> _ФРАГМЕНТ ДОКУМЕНТА_:
Моими постоянными спутниками стали цветные карандаши и акварельные краски, в виде круглых лепешечек, наклеенные на картон. Часами просиживал я над листом бумаги, давая волю своим фантазиям.

Грянула война, я с мамой летом 1941 года эвакуировался в Башкирию. Именно там, в пятом классе, пришла мне в голову сумасбродная мысль стать художником. И теперь не могу понять и объяснить, как и почему она возникла. Ведь талантом я не был наделен, а о работе с натуры не имел ни малейшего понятия.

Между тем в школе я был уже «признанным художником». Мне поручали оформление стенгазет и других работ, связанных с рисованием. Победой закончилась война над фашистской Германией. Мне исполнилось пятнадцать лет, и встал вопрос, куда пойти учиться. Выбор пал на Орловское художественное училище, которое находилось в то время в городе Ельце.

Еще ни разу не приходилось мне одному отправляться в такой далекий путь. Не помню почему, добираться пришлось товарными поездами с оглядкой, как бы не попасть в руки милиции.

Ранним июньским утром, подъезжая к Ельцу, я с удивлением увидел красивую панораму города с множеством церквей. Этот древнейший город впервые упоминается в Никоновской летописи в 1146 году. Елецкая земля — родина многих выдающихся людей: ученых, писателей, художников, композиторов, скульпторов, артистов. В Елецкой гимназии учились писатели И. Бунин и М. Пришвин. Здесь родился композитор Т. Хренников, художники В. Мешков, Н. Жуков и другие.

Транспорта никакого не было, и я пешком отправился на поиски училища. Миновал несколько улиц, и неожиданно передо мной сверкнула, под утренними лучами солнца, река Быстрая Сосна. А на крутом противоположном берегу величественно возвышался Вознесенский собор, построенный по проекту архитектора К. Тона.

Перейдя мост, я оказался в центральной части города. Узкие улочки уложены булыжниками. Дома в основном одноэтажные, но кое-где нижний полуподвальный этаж из кирпича, второй — деревянный.

Расспрашивая встречных, медленно продвигаюсь вперед и вот я у заветной цели. Передо мной старинное двухэтажное здание из красного кирпича — это краеведческий музей. Здесь временно несколько комнат занимало художественное училище. Робко переступив порог, сдал документы в канцелярию и стал осваиваться с новой обстановкой.

Подъезжали абитуриенты из разных городов, знакомились. Были среди них «ассы» с лакированными этюдниками. Держались эти ребята уверенно, жонглировали непонятными мне словами «эскиз», «композиция», «этюд». Разве можно с ними конкурировать? Ведь я не занимался ни в изокруж-ке, ни в детской художественной школе и вообще не работал с натуры.

Начались экзамены по рисунку, живописи и композиции. Рисовали карандашом натюрморт, по живописи — натюрморт акварелью, по композиции — иллюстрацию к сказке. Я выбрал «Сказку о рыбаке и рыбке» А. Пушкина. Многое пришлось пережить, ведь для меня все было в новинку.

> _СТРОКИ ДАННЫХ_:
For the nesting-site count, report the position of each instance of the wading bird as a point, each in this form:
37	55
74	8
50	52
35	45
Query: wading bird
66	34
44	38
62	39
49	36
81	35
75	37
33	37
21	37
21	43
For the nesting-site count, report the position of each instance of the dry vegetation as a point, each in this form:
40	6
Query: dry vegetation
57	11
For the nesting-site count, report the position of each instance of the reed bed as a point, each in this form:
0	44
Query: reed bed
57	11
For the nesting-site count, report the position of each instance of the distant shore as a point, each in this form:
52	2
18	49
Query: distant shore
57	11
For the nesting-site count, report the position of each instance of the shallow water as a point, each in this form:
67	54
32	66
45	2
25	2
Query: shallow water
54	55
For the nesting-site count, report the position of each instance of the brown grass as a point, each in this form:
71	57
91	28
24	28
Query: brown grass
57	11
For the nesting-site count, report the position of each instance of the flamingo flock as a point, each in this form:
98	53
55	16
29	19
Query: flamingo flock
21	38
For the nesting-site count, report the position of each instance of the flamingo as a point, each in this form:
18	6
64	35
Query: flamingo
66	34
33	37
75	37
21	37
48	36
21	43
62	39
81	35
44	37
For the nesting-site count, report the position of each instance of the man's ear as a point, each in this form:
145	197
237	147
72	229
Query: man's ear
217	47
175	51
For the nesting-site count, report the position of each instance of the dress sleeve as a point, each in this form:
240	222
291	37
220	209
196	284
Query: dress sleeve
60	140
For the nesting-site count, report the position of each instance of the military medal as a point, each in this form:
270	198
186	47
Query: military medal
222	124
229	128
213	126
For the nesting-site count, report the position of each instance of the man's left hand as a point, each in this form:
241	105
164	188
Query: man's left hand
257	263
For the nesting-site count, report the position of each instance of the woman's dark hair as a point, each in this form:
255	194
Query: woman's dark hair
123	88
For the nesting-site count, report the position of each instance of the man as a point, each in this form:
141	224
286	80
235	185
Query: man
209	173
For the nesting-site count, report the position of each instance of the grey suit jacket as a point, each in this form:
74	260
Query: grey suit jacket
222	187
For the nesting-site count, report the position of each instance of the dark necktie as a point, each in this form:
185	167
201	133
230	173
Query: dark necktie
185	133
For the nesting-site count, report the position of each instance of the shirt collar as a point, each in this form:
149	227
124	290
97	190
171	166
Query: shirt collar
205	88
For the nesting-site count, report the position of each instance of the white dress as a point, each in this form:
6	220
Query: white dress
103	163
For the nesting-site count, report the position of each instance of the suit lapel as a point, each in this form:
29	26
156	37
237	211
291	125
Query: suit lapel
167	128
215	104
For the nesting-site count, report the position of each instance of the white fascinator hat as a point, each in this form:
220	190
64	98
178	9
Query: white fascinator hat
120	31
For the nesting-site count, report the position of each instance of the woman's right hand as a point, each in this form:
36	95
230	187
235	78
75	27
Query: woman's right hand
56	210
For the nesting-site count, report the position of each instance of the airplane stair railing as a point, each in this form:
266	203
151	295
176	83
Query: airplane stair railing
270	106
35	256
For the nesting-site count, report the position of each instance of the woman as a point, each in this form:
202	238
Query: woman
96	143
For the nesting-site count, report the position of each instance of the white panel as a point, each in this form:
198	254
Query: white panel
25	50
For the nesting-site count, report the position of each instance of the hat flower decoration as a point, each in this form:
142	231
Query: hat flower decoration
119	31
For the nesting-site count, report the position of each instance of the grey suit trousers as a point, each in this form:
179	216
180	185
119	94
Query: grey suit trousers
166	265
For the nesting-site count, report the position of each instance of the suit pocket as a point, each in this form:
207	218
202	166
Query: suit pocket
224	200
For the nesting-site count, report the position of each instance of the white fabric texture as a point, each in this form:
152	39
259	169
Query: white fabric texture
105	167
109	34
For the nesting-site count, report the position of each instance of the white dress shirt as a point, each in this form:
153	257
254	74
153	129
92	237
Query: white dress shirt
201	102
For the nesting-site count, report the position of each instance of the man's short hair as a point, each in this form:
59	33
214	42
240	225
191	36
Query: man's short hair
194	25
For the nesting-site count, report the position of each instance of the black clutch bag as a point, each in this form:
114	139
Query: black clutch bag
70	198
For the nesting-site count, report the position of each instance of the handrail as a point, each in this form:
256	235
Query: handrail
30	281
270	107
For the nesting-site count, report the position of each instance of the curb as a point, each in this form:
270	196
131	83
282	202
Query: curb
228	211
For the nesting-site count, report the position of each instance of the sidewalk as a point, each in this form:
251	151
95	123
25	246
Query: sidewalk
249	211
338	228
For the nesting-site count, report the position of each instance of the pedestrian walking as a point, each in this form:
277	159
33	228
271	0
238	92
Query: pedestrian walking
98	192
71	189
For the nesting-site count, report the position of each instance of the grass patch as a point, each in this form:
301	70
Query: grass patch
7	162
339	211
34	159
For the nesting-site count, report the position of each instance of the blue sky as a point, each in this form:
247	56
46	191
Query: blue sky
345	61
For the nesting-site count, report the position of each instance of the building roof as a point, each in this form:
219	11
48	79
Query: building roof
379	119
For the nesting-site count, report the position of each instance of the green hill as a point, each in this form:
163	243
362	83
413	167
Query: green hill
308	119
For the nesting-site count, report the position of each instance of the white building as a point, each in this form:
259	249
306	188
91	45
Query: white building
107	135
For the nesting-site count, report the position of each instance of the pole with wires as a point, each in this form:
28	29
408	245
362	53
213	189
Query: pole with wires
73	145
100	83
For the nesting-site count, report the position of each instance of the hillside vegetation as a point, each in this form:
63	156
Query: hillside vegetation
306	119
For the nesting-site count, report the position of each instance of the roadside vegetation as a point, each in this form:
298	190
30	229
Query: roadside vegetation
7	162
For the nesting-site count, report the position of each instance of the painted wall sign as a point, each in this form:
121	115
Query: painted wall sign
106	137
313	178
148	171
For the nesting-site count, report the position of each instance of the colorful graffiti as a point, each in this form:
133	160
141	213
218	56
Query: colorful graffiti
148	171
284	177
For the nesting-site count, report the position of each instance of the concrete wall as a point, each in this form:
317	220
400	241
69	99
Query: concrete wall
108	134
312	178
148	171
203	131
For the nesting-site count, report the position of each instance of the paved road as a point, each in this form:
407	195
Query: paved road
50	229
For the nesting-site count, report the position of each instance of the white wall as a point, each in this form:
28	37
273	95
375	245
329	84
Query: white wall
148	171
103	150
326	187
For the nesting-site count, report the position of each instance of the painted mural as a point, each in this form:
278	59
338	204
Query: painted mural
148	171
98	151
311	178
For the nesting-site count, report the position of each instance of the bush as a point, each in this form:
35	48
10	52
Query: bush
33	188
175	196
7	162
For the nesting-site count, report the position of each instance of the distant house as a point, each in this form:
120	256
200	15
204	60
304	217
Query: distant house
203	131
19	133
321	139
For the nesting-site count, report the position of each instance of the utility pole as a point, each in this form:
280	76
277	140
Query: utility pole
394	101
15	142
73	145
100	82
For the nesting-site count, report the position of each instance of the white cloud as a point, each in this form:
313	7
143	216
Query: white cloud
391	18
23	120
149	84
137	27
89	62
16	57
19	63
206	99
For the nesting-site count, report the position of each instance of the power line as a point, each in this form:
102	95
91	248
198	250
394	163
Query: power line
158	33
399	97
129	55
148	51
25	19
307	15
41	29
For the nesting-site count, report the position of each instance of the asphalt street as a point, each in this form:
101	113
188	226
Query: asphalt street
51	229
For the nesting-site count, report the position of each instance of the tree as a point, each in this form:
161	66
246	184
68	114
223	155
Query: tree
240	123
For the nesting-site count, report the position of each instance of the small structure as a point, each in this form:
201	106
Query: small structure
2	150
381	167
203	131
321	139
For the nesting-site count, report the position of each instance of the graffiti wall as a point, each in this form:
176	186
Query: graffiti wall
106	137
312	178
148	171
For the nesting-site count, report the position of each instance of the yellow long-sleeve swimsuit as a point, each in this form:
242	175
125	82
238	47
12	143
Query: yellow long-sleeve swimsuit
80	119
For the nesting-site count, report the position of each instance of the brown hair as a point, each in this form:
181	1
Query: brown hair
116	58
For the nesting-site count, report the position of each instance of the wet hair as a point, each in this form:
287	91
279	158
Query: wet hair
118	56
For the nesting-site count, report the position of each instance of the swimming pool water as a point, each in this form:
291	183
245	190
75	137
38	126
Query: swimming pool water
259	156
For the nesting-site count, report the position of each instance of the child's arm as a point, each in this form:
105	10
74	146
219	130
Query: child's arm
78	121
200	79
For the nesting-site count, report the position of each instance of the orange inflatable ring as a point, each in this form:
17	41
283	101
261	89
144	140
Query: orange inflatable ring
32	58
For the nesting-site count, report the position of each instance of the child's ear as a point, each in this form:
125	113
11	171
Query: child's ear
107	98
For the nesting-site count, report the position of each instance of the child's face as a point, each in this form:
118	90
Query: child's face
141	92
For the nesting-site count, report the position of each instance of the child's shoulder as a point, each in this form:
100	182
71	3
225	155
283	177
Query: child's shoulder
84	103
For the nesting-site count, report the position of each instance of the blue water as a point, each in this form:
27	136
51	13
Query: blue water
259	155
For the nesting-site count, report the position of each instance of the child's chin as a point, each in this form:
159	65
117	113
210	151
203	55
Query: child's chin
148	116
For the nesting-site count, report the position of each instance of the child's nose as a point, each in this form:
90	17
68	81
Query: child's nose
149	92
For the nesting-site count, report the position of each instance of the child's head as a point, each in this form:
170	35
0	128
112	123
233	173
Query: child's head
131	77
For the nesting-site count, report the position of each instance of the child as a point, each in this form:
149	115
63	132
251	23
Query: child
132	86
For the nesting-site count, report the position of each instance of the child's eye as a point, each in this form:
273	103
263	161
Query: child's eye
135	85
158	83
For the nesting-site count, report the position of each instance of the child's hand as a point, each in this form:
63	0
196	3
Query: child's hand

> _ЗАДАНИЕ 1_: В каком городе, согласно фрагменту документа, находилось в то время Орловское художественное училище?
> _ЗАДАНИЕ 2_: Продолжите фрагмент документа о поступлении в художественное училище с того места, на котором он заканчивается.

> _ОТВЕТ 1_: В Ельце.

> _ОТВЕТ 2_:
Все волнения позади, нас выстраивают во дворе. Здесь же директор училища И.М. Митрофанов и завуч Н.Н. Яськов. Секретарь Казьмин зачитывает по списку фамилии, названные выходят и становятся напротив, это принятые. Сердце учащенно бьется, вот уже фамилии на букву «М» закончились, пошли на «Н». Все — провал! И вдруг слышу «Махотин». Каждая клеточка во мне возликовала, я — студент художественного училища. Быстро становлюсь в строй счастливчиков. Остальные остались на месте, в том числе и некоторые с лакированными этюдниками.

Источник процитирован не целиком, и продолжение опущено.